**Extrait fourni:**
- - - - -
5. L’assurance familiale

Comme l’a souligné François Ewald, l’assurance est fille du capital[53]. Une fois les charges familiales considérées comme un investissement du capital familial dans la société, Lebel peut ensuite envisager la mutualisation des risques de cet investissement social sous la forme de l’assurance. Tout comme Fallon, Lebel considère alors qu’on peut assimiler « les charges de famille aux autres charges sociales aléatoires auxquelles il est pourvu par les diverses assurances : vieillesse, maladie, invalidité, veuvage, accident, chômage[54] ». Les modalités administratives de cette assurance familiale constituent, toutefois, « la partie la plus difficile » de son projet. Les problèmes sont nombreux : l’assurance devrait-elle être volontaire ou obligatoire ? Qui devrait contribuer aux allocations ? Quels seraient les coûts d’une telle politique ? Devrait-on indemniser le père dès le premier enfant ? Toutes les familles devraient-elles être couvertes ? Qui devrait administrer les fonds ? Toute une série de problèmes qui trouvent, selon Lebel, leur solution dans une conception de la solidarité que l’on peut dégager du fonctionnement même de l’assurance, qui apparaît de plus en plus comme le mode privilégié de gestion des inégalités matérielles dans le régime capitaliste.

Énoncé brièvement, il s’agit pour Lebel de répartir le risque que représentent les charges sociales de la famille nombreuse sur l’ensemble des parties de la société qui bénéficient de cet investissement. La question est alors de savoir si cette répartition doit se faire d’une façon volontaire ou obligatoire. D’abord, bien que l’histoire des allocations familiales montre que celles-ci ont d’abord été impulsées d’une façon volontaire par les grands patrons d’entreprises, Lebel considère néanmoins qu’il faudrait recourir à l’assurance publique obligatoire. Et cela, pour des raisons d’ordre économique : un patron qui paierait volontairement des allocations familiales aurait de la difficulté à concurrencer un autre patron qui ne les paierait pas. De plus, les pères de famille nombreuse auraient avantage à aller dans les usines du premier, augmentant ainsi ses charges d’entreprise au point de l’acculer à la faillite, alors que le second n’aurait recours qu’à de jeunes travailleurs célibataires, ce qui lui permettrait ainsi d’exercer une pression à la baisse sur les salaires. Bref, et même lorsqu’on envisage des caisses de compensation étendues à l’ensemble d’un secteur de l’économie, ce type d’allocations familiales se retournerait invariablement contre les pères de famille nombreuse. La « raison économique » pointe donc vers « une loi rendant les allocations uniformes et obligatoires pour tous les salariés[55] ».
- - - - -
(Entrées enregistrées)
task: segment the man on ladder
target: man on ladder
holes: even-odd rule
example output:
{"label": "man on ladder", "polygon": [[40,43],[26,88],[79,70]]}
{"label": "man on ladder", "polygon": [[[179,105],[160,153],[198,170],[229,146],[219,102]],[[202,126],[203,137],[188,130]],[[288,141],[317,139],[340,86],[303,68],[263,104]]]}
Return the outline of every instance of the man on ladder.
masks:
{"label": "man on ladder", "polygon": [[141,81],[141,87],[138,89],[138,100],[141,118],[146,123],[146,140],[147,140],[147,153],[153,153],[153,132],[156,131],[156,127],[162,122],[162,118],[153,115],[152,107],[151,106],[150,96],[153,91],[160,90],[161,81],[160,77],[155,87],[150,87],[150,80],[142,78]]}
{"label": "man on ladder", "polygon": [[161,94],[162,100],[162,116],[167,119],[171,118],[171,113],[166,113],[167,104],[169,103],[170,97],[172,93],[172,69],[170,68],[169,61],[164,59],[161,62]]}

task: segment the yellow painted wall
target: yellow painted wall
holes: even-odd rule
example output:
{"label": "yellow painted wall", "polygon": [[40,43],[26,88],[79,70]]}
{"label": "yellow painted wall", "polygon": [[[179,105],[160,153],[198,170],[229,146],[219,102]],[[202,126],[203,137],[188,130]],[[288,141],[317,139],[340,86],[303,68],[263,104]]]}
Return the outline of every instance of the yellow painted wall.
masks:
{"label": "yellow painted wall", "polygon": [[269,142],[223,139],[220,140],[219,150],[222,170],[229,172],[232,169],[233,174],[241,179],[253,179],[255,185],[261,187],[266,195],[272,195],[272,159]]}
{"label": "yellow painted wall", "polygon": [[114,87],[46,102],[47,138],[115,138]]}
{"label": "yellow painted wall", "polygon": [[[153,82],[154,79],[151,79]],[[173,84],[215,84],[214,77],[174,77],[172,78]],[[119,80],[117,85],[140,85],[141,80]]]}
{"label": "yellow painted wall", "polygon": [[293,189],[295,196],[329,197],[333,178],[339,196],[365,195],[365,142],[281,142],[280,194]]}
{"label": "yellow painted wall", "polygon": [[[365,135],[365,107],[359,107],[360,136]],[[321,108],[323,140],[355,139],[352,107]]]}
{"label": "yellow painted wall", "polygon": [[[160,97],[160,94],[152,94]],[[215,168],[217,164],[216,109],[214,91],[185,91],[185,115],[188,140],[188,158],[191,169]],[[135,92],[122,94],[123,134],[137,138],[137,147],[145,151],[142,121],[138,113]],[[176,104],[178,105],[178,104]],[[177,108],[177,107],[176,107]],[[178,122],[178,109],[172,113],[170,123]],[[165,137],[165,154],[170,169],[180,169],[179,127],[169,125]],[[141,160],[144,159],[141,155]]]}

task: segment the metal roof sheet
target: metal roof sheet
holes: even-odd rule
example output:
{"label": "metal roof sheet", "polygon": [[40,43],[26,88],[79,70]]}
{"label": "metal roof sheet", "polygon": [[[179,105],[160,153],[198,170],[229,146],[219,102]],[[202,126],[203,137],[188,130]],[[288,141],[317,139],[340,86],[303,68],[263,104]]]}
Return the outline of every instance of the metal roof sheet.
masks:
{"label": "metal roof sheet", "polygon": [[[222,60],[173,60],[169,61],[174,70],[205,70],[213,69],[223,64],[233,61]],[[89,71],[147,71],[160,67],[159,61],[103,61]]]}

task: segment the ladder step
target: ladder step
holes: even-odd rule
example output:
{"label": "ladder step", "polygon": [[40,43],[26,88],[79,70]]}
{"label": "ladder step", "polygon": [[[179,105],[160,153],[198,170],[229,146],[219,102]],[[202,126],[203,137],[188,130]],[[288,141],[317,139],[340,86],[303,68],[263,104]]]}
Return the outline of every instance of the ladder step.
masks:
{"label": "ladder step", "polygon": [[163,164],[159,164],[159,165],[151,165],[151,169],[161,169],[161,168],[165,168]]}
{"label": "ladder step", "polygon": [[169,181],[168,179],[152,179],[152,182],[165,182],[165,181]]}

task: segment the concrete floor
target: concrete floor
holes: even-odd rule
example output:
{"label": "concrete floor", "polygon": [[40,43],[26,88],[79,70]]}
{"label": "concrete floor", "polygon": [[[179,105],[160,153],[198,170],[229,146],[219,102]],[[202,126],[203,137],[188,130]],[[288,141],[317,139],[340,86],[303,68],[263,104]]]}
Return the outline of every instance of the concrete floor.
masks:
- - - - -
**Consignes:**
[a] Répondez brièvement à ces questions sur le texte consacré à l'assurance familiale.
(i) D'après François Ewald, de quoi l'assurance est-elle fille ?
(ii) Quelle partie de son projet Lebel qualifie-t-il de « la plus difficile » ?
(iii) À quelle forme d'assurance Lebel estime-t-il qu'il faudrait recourir ?
[b] Rédigez la suite du texte sur l'assurance familiale, en reprenant après sa dernière phrase.

**Réponses numérotées:**
[a]
(i) Du capital.
(ii) Les modalités administratives de l'assurance familiale.
(iii) L'assurance publique obligatoire.

[b]
Cela dit, même s’ils sont les premiers intéressés, les patrons ne sont pas les seuls à profiter matériellement de la famille nombreuse. La répartition des risques doit donc être élargie bien au-delà de ce groupe social. Comme le souligne Lebel, « le père de famille ne mérite pas seulement des employeurs [...] c’est la société tout entière qui est engagée envers lui. Elle doit donc contribuer à alimenter les caisses de compensation suivant un certain pourcentage que déterminera une étude approfondie de la question[56] ». Dans son projet, Lebel évalue que les dépenses annuelles d’allocations, qui représentent l’équivalent d’environ 1,5 % de la somme des salaires, seraient financées à partir des primes des trois niveaux de gouvernements (30 %), des employeurs (20 %) et de certaines catégories de citoyens, « dont les célibataires et les mariés sans enfant seraient les principaux contribuants » (50 %). Cette « taxe » à l’égard des célibataires et des parents sans enfant peut évidemment être interprétée comme une politique punitive de moralisation visant à imposer le modèle de la famille nombreuse. Sans nier que cette conception nataliste ait pu jouer, il faut toutefois noter que Lebel s’en remet exclusivement à la logique de l’assurance pour expliquer cette redistribution sociale des richesses des célibataires vers les familles « victimes » de l’accident providentiel de la famille nombreuse :

La taxe ainsi payée par le jeune homme pendant les années qui précèdent son entrée en ménage et la naissance d’un enfant, [sic] serait assimilable à une prime d’assurance dont il toucherait le bénéfice dès qu’il aurait des enfants. [...] Mais, dira-t-on, plusieurs d’entre ces célibataires n’auront peut-être jamais d’enfants ou ne recevront en allocations qu’une partie du montant qu’ils auront versé. Nous répondons que ce risque est dans la logique de l’assurance. Ne paie-t-on pas pendant des années des primes contre l’incendie, alors qu’on espère bien en être préservé et que de fait l’on n’en subit jamais[57] ?

Lebel croit que la logique de la protection assurantielle mène directement à un système universel d’allocations familiales pour l’ensemble des ménages :

On ne saurait nier qu’un des principes qui ont donné naissance aux allocations conduise logiquement à les généraliser. Puisque celles-ci sont une rémunération des services rendus à la société et aux employeurs par le père de famille, il faut conclure que tout père de famille y a droit, puisque tous sont égaux dans la prestation de ce service[58].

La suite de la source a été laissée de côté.